Items from a dataset:
= Beginning of Section =
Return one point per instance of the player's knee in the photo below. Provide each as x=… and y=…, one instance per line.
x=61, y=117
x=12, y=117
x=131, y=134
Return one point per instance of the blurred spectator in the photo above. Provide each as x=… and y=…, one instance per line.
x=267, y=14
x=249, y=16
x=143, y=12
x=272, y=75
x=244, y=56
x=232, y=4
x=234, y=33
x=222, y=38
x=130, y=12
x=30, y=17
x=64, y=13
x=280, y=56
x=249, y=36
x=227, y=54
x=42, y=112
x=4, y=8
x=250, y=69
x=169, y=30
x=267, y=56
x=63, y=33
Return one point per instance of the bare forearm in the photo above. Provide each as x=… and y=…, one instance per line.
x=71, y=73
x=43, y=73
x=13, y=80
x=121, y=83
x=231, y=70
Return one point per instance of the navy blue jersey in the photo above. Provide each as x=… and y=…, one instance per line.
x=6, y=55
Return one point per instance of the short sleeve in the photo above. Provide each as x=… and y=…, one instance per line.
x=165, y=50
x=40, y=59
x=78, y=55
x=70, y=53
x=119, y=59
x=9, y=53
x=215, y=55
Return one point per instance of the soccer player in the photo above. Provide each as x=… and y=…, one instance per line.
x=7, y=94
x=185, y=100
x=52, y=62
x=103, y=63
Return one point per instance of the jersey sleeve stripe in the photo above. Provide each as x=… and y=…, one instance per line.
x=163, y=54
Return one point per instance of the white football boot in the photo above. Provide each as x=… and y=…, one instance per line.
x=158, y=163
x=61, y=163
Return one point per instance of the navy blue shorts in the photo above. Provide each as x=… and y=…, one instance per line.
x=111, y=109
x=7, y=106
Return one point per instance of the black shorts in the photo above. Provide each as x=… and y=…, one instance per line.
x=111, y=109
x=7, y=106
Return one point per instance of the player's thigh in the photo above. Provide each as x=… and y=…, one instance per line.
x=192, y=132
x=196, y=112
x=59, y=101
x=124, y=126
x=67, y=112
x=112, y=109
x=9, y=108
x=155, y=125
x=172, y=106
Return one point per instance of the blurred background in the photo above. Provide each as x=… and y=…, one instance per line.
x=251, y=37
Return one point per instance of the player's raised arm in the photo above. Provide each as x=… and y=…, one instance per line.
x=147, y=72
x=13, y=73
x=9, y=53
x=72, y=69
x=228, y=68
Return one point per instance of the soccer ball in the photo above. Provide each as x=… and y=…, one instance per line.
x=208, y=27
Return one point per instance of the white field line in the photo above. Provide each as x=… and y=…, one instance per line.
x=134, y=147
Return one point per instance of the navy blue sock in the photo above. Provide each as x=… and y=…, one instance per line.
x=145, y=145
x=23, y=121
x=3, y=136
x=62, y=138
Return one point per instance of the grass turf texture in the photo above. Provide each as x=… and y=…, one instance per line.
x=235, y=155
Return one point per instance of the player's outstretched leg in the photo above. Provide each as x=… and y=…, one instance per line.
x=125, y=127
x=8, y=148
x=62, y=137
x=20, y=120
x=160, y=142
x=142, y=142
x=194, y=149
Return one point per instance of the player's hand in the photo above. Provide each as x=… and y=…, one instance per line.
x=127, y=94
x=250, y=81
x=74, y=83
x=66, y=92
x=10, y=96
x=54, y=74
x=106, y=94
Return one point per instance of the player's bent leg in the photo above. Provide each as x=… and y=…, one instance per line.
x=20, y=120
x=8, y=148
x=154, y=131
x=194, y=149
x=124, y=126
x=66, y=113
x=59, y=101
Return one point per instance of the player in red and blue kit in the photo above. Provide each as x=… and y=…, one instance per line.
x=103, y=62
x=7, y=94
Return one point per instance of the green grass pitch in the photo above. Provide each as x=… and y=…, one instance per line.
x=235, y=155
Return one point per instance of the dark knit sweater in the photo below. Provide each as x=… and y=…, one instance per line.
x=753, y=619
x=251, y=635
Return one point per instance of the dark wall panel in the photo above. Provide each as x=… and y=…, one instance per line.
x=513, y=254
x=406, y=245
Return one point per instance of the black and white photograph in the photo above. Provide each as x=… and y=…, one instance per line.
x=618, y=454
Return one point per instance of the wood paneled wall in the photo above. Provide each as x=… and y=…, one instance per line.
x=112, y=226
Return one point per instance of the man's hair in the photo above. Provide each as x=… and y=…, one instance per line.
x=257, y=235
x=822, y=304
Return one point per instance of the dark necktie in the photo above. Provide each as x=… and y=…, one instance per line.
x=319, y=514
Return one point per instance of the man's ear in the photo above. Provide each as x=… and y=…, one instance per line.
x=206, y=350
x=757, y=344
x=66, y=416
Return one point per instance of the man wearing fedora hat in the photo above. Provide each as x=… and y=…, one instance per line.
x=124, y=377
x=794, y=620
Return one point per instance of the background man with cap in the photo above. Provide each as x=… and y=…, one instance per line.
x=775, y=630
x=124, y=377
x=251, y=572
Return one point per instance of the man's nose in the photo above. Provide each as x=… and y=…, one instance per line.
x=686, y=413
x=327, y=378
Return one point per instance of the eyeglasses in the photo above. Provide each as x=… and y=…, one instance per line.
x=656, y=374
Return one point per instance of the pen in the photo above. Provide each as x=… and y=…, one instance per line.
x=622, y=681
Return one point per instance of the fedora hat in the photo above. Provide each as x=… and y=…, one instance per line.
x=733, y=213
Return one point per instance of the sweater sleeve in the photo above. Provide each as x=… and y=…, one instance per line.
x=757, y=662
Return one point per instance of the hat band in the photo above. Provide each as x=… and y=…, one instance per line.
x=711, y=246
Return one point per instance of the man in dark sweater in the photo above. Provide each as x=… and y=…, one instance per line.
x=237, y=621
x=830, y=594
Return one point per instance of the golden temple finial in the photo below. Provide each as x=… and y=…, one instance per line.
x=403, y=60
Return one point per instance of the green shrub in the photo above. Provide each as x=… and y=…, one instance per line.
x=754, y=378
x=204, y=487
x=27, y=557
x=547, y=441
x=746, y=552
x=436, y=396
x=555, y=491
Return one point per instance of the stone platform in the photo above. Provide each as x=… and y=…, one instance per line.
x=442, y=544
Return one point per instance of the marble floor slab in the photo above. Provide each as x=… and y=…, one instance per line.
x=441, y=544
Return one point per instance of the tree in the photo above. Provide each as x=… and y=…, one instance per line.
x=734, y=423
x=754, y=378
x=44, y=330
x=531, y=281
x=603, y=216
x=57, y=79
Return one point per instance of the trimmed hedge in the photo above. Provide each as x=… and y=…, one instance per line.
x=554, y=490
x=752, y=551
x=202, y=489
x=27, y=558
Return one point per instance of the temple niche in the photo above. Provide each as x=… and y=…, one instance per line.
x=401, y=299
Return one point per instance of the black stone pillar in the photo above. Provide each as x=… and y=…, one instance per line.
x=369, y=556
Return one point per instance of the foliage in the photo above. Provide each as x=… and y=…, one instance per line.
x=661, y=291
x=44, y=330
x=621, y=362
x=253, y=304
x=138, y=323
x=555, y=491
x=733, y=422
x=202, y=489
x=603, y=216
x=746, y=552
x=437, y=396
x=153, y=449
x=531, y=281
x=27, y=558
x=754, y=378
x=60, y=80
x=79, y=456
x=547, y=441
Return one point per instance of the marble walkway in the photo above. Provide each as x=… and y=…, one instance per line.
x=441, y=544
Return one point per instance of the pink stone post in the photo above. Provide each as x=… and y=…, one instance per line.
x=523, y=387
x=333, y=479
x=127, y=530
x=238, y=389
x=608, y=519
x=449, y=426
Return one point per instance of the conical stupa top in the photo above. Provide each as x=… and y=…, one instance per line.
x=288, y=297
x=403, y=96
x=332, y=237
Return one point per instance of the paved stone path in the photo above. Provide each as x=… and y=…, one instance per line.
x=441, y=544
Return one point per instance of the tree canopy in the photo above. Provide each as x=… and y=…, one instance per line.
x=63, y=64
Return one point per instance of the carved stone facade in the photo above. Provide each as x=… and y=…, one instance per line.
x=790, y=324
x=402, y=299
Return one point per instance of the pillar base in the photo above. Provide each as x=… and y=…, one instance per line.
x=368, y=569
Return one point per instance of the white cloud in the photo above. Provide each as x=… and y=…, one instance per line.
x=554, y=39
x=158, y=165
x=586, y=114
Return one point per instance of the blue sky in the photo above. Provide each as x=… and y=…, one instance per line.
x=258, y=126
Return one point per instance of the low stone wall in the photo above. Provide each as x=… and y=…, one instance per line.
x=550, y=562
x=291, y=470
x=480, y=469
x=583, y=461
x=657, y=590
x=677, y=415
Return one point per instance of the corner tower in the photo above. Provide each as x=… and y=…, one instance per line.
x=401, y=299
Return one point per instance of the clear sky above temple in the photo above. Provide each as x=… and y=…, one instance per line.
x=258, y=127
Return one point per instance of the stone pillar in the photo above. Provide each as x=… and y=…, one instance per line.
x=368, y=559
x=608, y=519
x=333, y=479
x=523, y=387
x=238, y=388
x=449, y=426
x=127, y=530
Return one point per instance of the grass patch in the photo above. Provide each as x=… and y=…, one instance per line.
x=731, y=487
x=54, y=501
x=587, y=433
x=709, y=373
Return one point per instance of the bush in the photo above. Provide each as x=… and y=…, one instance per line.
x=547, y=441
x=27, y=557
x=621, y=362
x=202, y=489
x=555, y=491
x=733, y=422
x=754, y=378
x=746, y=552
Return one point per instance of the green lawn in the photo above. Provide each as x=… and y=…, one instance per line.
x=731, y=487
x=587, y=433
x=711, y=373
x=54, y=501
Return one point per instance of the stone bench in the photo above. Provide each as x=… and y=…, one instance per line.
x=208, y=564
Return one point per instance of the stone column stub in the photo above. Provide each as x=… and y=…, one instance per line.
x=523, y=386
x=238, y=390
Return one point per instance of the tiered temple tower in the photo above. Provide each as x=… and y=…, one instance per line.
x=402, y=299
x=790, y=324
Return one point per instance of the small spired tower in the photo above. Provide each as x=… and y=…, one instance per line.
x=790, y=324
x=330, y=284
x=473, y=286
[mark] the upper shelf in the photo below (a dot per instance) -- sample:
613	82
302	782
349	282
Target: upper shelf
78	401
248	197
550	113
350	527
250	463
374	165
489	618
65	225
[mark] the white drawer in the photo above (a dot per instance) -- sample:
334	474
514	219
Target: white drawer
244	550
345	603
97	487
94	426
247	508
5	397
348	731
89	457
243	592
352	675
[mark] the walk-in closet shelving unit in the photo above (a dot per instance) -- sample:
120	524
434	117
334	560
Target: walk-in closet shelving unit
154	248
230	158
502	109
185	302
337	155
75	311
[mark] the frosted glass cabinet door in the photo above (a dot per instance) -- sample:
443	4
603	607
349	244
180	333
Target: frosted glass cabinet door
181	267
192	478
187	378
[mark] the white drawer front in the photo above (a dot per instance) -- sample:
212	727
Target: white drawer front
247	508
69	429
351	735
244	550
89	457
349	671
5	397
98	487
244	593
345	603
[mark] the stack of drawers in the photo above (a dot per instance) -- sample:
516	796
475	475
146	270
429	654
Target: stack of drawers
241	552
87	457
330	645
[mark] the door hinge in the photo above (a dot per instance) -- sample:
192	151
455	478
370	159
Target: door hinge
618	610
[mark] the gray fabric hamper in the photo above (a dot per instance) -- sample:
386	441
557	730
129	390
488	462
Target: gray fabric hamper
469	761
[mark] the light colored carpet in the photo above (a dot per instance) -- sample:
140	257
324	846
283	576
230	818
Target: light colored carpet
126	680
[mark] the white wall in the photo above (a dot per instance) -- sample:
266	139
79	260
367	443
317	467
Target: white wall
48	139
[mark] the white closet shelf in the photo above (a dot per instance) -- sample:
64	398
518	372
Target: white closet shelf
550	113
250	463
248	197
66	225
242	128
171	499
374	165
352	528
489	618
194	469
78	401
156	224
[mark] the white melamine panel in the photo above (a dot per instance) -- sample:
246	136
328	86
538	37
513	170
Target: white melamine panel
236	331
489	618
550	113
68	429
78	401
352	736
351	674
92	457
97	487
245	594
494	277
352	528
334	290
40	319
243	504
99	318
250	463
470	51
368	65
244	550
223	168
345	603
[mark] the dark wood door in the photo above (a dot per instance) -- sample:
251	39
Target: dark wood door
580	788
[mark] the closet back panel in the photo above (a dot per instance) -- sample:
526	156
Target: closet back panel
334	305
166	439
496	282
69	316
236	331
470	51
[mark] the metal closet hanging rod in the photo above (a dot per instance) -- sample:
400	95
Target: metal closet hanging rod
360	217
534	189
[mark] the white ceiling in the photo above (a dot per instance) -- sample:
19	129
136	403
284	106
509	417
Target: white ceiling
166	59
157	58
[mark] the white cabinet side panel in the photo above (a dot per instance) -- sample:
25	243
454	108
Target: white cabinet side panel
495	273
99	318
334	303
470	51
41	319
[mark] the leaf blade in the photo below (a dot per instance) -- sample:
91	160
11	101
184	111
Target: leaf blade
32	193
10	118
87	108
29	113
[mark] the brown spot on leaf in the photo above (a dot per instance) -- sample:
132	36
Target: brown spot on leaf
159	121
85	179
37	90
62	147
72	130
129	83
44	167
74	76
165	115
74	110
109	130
= End of Section =
** Problem to solve **
Give back, word for word, only the lines from the one containing "[mark] the brown" through the closing line of the entries.

** Solved exercise **
[mark] the brown spot on leaf in the photo above (a dot per instance) -- sample:
132	36
Target: brown spot on leaf
159	121
85	179
37	90
62	147
72	130
129	83
44	167
74	76
165	115
74	110
109	130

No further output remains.